◆ WHAT THE EXERCISE ASKS ◆
Select every line of the items below that contains the word "black", and copy each one. Case counts.

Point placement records
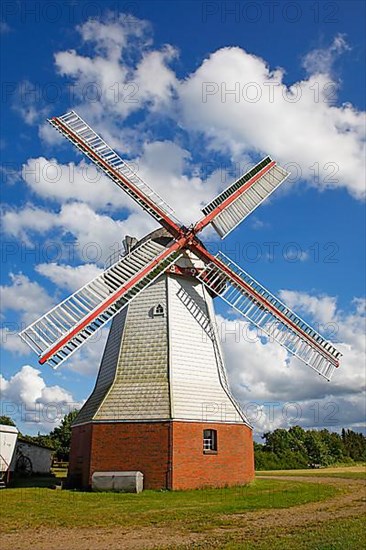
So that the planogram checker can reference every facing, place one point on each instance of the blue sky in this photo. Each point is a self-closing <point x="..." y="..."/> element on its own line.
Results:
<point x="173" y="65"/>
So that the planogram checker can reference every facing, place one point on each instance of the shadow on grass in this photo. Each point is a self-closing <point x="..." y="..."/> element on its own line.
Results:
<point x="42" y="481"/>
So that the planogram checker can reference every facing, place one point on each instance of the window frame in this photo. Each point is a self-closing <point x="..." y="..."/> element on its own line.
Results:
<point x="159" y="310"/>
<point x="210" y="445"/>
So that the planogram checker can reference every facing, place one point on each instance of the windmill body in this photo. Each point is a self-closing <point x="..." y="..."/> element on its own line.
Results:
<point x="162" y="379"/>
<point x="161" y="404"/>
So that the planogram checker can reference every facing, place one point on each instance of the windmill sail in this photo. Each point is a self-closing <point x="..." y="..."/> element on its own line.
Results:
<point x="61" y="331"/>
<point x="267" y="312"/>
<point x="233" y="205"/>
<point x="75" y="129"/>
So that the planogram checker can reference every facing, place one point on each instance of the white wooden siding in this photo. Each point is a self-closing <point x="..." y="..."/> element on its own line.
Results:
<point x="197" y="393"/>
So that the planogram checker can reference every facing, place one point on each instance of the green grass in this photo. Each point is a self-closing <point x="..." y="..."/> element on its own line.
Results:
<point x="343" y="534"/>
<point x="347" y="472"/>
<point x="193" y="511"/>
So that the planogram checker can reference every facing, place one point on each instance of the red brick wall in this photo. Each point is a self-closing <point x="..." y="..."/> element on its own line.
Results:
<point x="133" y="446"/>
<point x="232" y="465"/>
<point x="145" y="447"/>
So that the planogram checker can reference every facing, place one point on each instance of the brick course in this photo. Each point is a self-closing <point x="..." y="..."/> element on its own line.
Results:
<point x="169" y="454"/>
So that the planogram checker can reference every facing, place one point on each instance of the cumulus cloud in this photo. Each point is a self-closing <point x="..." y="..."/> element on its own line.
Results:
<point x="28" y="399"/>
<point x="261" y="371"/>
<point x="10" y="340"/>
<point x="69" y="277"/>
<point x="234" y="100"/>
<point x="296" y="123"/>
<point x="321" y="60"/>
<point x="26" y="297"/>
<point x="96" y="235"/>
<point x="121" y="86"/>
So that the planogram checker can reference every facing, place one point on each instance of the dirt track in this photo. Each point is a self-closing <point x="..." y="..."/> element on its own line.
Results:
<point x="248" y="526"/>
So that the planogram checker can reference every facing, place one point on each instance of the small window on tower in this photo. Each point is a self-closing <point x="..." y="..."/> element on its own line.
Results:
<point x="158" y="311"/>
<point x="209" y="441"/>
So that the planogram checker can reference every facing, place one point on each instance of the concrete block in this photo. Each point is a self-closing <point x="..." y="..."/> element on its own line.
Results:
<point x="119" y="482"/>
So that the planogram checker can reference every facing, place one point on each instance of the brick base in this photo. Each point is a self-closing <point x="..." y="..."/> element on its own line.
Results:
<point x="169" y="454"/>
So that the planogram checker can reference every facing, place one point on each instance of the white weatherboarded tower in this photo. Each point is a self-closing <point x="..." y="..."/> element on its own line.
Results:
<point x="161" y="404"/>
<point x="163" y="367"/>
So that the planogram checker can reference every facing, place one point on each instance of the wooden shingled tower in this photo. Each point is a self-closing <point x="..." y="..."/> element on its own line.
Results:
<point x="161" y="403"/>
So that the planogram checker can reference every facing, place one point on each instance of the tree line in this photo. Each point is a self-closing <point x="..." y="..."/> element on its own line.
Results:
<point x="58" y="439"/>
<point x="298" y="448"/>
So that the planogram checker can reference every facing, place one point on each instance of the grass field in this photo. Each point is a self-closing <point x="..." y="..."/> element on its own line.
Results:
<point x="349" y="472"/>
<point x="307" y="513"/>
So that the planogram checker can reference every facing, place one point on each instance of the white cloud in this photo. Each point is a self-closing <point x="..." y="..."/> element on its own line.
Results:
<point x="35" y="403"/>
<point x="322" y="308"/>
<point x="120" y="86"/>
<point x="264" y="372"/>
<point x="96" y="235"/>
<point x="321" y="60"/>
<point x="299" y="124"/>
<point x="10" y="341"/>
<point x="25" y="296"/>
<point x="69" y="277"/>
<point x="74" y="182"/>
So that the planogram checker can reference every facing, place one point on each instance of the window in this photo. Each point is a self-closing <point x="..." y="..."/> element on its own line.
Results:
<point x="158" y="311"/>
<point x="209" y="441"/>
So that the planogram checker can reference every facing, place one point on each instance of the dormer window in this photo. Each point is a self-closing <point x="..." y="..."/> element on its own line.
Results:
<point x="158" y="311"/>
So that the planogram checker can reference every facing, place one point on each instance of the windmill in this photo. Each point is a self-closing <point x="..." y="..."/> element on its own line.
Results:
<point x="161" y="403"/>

---

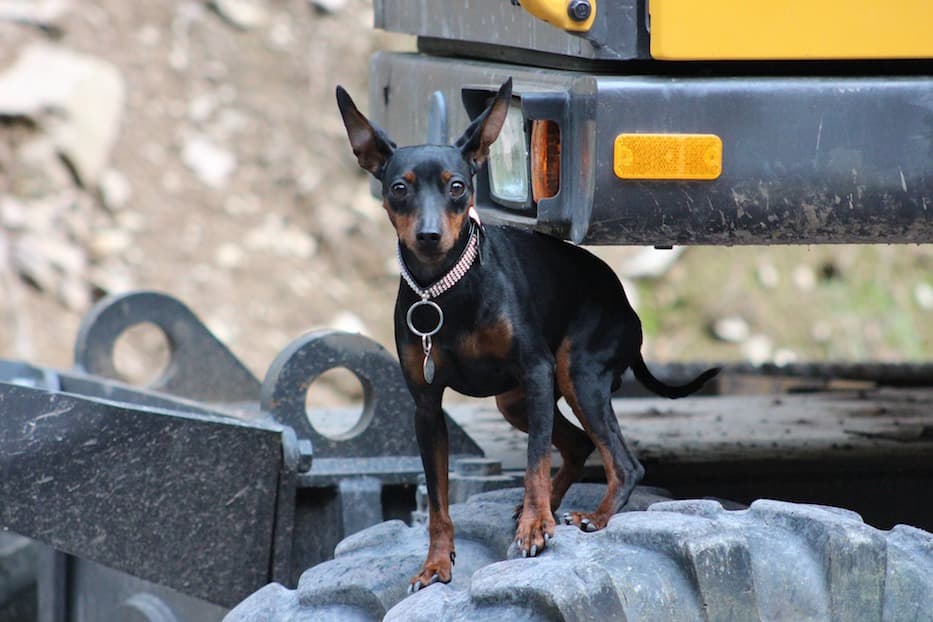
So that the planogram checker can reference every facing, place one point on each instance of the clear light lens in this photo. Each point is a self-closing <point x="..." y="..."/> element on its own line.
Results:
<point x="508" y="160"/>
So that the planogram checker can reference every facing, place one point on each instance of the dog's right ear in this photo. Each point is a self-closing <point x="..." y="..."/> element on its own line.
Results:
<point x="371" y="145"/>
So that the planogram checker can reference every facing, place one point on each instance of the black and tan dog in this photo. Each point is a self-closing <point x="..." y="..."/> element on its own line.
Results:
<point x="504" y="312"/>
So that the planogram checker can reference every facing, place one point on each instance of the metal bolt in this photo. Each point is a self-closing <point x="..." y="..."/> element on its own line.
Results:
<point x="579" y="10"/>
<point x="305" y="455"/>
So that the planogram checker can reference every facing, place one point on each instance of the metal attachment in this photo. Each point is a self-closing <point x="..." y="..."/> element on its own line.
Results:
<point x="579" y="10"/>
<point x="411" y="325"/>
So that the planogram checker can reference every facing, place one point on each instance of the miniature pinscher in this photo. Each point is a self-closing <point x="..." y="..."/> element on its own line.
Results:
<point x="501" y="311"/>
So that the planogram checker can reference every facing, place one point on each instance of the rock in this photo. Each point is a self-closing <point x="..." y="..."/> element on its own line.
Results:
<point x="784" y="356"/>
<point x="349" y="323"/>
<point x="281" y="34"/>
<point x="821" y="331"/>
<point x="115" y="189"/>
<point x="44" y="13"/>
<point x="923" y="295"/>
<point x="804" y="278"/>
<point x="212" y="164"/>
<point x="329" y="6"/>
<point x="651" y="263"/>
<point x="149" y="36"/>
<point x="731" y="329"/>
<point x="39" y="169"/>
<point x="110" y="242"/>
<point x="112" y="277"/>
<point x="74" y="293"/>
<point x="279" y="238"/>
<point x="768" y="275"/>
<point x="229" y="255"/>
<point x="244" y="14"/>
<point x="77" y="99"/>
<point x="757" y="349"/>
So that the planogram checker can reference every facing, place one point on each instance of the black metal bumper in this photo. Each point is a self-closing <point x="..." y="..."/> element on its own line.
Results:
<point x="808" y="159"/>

◆ OUTPUT OF THE TASK ◆
So that the planogram checker can reference every facing, place one point on each instance of the black and tan dog in this photo. Each point is a self-closing <point x="..." y="..."/> element on its own line.
So that the planogram checker can reference every facing, place one point on each instance of the black metal bumper in this photo. Each point is a self-closing <point x="..." y="..."/> element on its own line.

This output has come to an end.